> _BRIEF_:
Please transcribe the data that follows without the pictures, keeping every word the same.

[Records excerpted from a collection]
+-------+
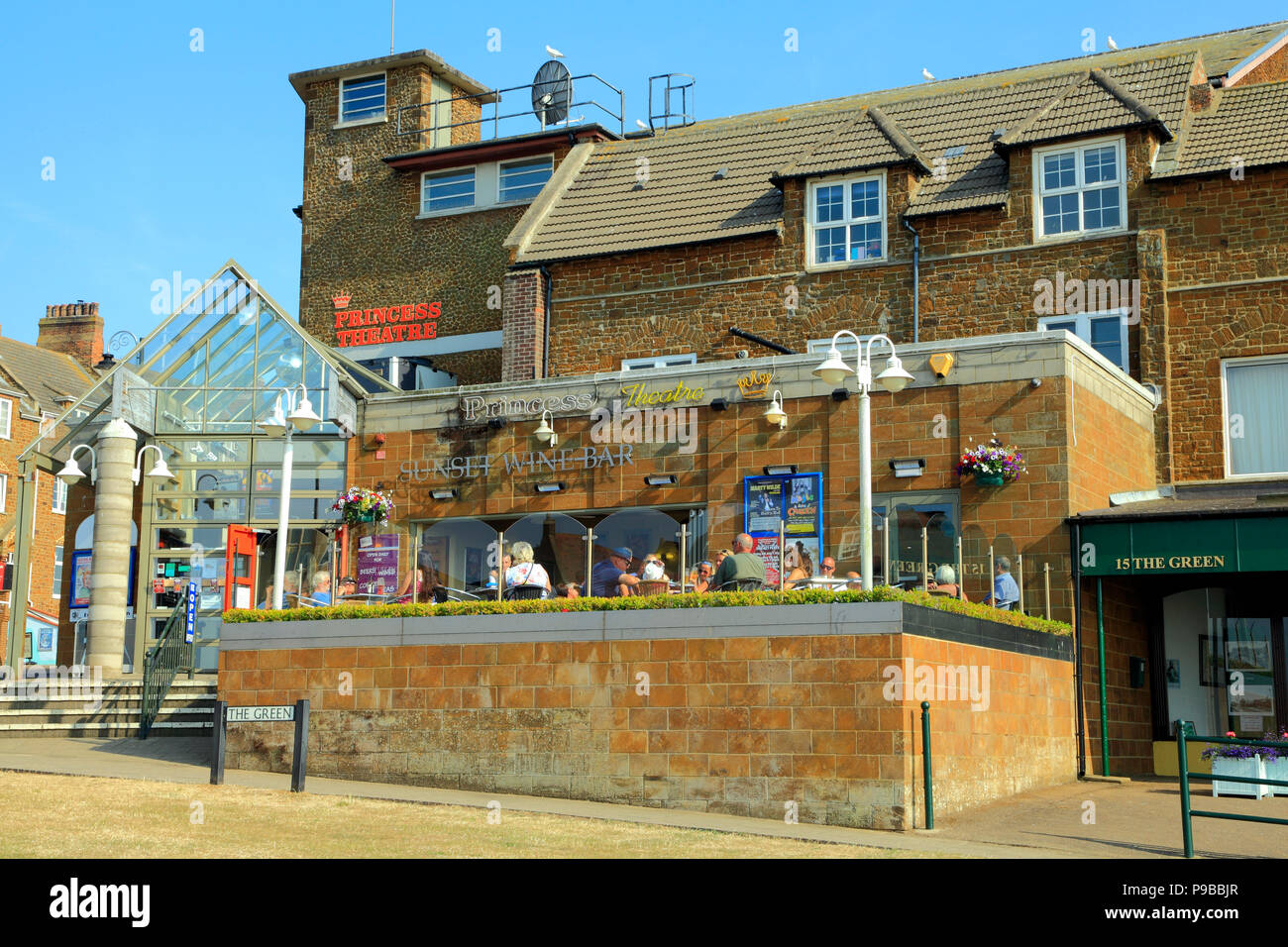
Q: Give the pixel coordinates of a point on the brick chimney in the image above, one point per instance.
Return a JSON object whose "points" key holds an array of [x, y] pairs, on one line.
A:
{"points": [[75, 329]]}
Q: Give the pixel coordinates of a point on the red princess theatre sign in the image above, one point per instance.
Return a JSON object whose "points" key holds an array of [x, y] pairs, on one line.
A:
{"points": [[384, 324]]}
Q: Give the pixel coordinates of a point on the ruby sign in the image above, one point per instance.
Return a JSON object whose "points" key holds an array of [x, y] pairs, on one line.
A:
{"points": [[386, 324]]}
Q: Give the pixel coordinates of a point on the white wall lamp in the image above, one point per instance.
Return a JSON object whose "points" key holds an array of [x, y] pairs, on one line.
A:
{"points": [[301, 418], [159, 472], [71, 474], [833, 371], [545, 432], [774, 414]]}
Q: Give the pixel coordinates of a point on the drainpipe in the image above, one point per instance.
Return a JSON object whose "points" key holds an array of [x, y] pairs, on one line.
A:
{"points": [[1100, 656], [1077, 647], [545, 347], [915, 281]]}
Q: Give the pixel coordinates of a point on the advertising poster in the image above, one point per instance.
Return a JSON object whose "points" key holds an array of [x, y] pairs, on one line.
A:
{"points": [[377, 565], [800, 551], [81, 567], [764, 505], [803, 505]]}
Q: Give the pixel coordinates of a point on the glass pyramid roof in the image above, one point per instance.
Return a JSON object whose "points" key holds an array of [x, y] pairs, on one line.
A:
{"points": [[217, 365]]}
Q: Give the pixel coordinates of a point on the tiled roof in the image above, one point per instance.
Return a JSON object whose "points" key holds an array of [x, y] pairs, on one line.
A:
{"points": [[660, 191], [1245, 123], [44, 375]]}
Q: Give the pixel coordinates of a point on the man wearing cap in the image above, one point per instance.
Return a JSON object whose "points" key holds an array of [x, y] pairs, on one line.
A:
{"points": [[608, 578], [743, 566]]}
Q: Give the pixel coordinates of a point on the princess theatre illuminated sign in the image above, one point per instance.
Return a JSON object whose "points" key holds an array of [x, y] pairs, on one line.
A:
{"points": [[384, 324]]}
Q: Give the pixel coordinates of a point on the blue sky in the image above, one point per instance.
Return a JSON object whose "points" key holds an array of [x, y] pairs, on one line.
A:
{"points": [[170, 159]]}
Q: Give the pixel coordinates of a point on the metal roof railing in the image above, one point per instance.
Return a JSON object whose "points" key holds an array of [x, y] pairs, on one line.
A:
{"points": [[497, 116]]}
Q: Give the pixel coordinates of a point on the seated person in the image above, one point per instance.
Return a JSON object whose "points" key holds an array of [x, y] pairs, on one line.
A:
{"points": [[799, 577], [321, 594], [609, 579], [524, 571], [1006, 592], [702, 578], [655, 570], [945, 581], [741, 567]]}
+-------+
> _EXERCISE OUTPUT_:
Q: Give the pixel coordinates of a point on the brick chimney in the image above, one point per instance.
Return a JSON object whose "points" key holds an array of [x, y] pairs, on one line.
A:
{"points": [[75, 329]]}
Q: Give the pixel coordinates of a point on the red princess theatre sign in the image above, one point per instance.
Return a JSON object whose "points" key holds an array of [x, y] pairs, on one line.
A:
{"points": [[384, 324]]}
Q: Give the pixel coordinates of a point on the ruby sign in the image above, one point per instance.
Return a JSON object whose "points" key holds an array of [x, y] pairs, on one line.
A:
{"points": [[386, 324]]}
Q: Give the pixel coordinates of a point on the white wall lamp in the image above, one point per instance.
Return a JSON object whose "points" key holds an array of [x, y] pairs, on one line.
A:
{"points": [[301, 418], [159, 472], [71, 474], [833, 371], [545, 432], [774, 414]]}
Q: Give the pixel coordinates of a point on the drainpipe in the image above, one point per instance.
Return a JSON object whose "points" key holds an array of [x, y] pairs, on one line.
A:
{"points": [[1100, 656], [1077, 647], [545, 347], [915, 281]]}
Q: Give the pixel coordinates of a point on the advertising poster in the image above, one point per instance.
Return a JSON object whose "points" key holds an array of [x, y] pairs, on one line.
A:
{"points": [[377, 565], [800, 551], [81, 567], [764, 505], [803, 505]]}
Q: Give the pixel coordinates of a point on the glass pyramid roof in the image above, one point per instance.
Return a JSON object whose "points" key holds an array of [x, y] pairs, on one line.
A:
{"points": [[217, 365]]}
Q: Give the pixel coordinates of a point on the tiled roof in the image above, one point per instance.
Return a JSON object whose "points" key holds an array of [x, y] pairs, on one line.
A:
{"points": [[660, 191], [1245, 123], [44, 375]]}
Q: Give the pixel coordinates of a point on the man wearing cap in the image above, one point per instance.
Return a JSON object whose "points" key holds an array of [x, y] pairs, on one line.
A:
{"points": [[608, 578], [743, 566]]}
Q: Give the pixel coordinates of a point on the princess theatre illuminated sign in the image above, one point per instance.
Return a JSON object whose "points" key holds an array of [x, y] pairs, on one line.
A:
{"points": [[384, 324]]}
Q: Give the pixel coordinates of a point on the blue sky in the image above, one point per instance.
Return a JSON object whose "points" key holds an array of [x, y] pairs, on one line.
A:
{"points": [[170, 159]]}
Q: Give the pixel coordinates of a point on the metal roof railing in the image above, one point per instance.
Return a JSON object whose "points" key holds an array of [x, y] pairs, on one line.
A:
{"points": [[497, 116]]}
Q: Give the pixel coordinates of a point on the seated person in the image above, one point per instance.
Return a JSON object whose "points" key holds an array of [x, y] pairs, on one line.
A:
{"points": [[799, 577], [321, 594], [609, 579], [524, 571], [1006, 592], [702, 578], [655, 570], [945, 581], [741, 567]]}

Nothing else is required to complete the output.